* **EXCERPTED PASSAGE**
Arriving in Barcelona on a winter’s morning, Moreas wanders the streets, delighting in the newfound sense of freedom, of not being watched and the beauty that surrounds him. Having strolled down the Ramblas, the shy academic eventually finds himself in Raval, where he attracted by the name of a small hotel: Quo Vadis. The owner, a voluptuous lady with a beautiful voice, refuses payment when she learns he is from Cuba, the birthplace of her grandmother, and Moreas finds himself ensconced in a small, dimly-lit room whose only redeeming feature is a copy of a beautiful painting of Nijinsky in L’Apres Midi d’un Faune.
Over the following days, Moreas explores the city on foot, mingling new experiences with his memories: his first and only true love, killed in a car crash when she escaped to Spain, the day he had found his copy of Chateaubriand in his uncle’s shop in La Habana, his meeting with the mysterious ballet dancer, who claimed to have performed with the Ballet Russe in Monte Carlo, at and abandoned hotel in a deserted Cuban spa town. He is further reminded of this friendship by the sounds which come to him in the evenings from the adjoining room: the music of Stravinsky’s Firebird, and the regular, relaxed breathing of his invisible neighbour. Then, one afternoon, he follows a young man who resembles this lost friend and loses one of his prize possessions, his uncle’s gold Omega watch, stolen, along with his wallet and money, by the youth, who turns out to be a prostitute. With only a few euros left, Moreas feeds his senses on the smells and sights of the local bakeries. His future is uncertain until his hostess invites him into her sitting room one evening, where the table is laid for a Christmas meal. During the meal she confesses how she has been trapped since her father’s death, running the hotel, and how life has passed her by. Slowly, she breaks down Moreas’s reserve with food, wine and conversation, so that when she proposes that they go away on a journey together, he accepts, suggesting their destination be Monte Carlo.
The plan is hatched and the two travellers cross the border to France clandestinely, as so many other Spanish refugees had done before them. They finally emerge from the forest into the bright sunshine, where their future happiness lies awaiting them. In the final chapter, when the narrator finally confesses that he is Moreas, it is impossible not to suspect that there is, in fact, something personal in this fictional narrative, that the author himself has travelled similar roads.
This beautifully composed novel of exile, friendship and love cannot fail to capture the reader’s imagination, nor will she/he find it possible to be unmoved by the protagonists journey towards a new life and happiness. Abilio Estévez almost effortlessly creates a world and, with great generosity, invites the reader to be part of it.

* **TASK ITEM A**
Change the review, starting at "The plan is" and ending at "part of it.", by replacing "forest" with "woods".
The review above and the entries that follow come from unrelated sources.

* **DATA RECORDS**
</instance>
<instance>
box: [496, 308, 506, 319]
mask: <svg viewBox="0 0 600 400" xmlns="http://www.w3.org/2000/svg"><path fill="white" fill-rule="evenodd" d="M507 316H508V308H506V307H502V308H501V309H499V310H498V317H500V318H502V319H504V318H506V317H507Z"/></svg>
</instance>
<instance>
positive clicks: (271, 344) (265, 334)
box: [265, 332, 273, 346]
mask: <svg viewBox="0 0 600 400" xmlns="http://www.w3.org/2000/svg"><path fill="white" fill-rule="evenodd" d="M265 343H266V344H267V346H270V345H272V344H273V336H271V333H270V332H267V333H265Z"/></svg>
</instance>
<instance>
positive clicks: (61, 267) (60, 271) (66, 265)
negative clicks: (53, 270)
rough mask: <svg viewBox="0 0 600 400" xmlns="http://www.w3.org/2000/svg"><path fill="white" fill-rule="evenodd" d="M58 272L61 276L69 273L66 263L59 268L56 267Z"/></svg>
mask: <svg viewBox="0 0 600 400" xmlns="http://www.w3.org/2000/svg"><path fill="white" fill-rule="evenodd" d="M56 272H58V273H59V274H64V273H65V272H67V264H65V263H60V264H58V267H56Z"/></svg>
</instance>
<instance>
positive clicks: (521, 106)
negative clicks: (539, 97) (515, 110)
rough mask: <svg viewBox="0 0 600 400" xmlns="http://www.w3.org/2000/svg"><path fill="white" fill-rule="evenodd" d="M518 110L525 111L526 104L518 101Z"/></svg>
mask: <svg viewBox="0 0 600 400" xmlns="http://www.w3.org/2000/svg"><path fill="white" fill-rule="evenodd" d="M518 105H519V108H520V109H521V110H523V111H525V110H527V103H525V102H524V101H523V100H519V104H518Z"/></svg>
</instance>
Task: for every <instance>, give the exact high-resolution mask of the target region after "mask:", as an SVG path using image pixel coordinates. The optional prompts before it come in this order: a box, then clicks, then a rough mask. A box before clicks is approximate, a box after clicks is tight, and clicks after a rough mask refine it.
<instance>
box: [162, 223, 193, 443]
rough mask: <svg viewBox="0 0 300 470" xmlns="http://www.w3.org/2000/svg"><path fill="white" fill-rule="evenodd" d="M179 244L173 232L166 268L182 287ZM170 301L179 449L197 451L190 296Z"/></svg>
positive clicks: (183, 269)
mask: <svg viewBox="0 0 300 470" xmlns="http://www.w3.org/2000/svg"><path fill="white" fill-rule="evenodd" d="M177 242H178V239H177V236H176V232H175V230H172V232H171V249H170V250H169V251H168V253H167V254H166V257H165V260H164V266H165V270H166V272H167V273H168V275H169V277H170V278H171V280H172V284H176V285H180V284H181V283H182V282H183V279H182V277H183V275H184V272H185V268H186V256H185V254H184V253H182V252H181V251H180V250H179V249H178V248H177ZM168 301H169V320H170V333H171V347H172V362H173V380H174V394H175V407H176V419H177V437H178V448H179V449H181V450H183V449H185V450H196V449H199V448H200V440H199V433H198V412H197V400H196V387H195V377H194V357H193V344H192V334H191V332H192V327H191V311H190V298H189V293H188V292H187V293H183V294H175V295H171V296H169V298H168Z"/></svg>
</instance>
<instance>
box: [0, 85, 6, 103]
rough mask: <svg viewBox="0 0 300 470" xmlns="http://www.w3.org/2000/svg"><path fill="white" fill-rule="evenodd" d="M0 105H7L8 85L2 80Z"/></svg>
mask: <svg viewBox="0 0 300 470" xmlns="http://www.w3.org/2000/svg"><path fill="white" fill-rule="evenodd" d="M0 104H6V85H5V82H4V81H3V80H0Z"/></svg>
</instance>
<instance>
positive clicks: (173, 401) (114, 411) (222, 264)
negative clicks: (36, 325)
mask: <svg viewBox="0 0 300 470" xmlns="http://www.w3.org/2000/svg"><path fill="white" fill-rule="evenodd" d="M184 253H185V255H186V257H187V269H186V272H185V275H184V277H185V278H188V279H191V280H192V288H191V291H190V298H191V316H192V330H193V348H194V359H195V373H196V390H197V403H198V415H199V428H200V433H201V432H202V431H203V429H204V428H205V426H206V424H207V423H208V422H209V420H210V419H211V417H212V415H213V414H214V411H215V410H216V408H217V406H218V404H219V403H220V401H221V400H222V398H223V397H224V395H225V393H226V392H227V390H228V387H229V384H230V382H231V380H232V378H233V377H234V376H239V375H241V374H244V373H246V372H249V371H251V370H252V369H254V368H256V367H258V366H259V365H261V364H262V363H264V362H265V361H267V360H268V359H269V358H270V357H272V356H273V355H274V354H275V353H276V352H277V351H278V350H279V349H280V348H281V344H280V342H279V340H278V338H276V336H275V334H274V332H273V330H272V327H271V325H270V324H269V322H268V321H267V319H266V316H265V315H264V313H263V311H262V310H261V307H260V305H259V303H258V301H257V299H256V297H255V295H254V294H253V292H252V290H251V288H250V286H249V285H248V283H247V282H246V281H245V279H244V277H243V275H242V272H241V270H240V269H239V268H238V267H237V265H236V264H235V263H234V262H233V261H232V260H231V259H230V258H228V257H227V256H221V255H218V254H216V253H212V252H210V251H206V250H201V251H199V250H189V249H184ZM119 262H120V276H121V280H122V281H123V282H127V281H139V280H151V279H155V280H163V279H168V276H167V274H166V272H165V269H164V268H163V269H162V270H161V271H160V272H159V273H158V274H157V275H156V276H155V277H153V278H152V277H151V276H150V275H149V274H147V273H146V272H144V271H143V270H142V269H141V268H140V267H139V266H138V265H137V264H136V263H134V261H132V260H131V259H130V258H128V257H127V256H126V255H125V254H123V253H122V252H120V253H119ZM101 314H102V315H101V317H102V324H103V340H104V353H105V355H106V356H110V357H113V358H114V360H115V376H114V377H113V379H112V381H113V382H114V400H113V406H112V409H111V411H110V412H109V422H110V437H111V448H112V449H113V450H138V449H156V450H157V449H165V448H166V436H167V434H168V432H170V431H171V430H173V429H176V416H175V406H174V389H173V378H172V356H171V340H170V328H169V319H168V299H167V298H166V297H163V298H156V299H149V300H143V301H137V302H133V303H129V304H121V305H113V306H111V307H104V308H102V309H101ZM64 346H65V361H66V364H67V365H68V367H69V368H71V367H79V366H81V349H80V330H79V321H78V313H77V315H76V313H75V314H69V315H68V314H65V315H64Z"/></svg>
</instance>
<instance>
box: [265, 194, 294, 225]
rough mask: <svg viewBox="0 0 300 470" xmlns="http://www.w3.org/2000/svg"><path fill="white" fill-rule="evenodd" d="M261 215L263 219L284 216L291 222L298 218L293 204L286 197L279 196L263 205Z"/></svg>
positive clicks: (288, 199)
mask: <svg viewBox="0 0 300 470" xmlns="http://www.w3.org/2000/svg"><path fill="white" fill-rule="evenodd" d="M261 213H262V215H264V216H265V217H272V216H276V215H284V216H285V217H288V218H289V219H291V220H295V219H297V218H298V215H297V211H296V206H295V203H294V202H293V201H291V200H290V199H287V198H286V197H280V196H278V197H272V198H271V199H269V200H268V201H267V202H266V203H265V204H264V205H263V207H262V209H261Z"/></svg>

* **TASK ITEM B**
Select every line of the entries that contains the word "negative" and copy it.

* **ANSWER BOX A**
The plan is hatched and the two travellers cross the border to France clandestinely, as so many other Spanish refugees had done before them. They finally emerge from the woods into the bright sunshine, where their future happiness lies awaiting them. In the final chapter, when the narrator finally confesses that he is Moreas, it is impossible not to suspect that there is, in fact, something personal in this fictional narrative, that the author himself has travelled similar roads.
This beautifully composed novel of exile, friendship and love cannot fail to capture the reader’s imagination, nor will she/he find it possible to be unmoved by the protagonists journey towards a new life and happiness. Abilio Estévez almost effortlessly creates a world and, with great generosity, invites the reader to be part of it.

* **ANSWER BOX B**
negative clicks: (53, 270)
negative clicks: (539, 97) (515, 110)
negative clicks: (36, 325)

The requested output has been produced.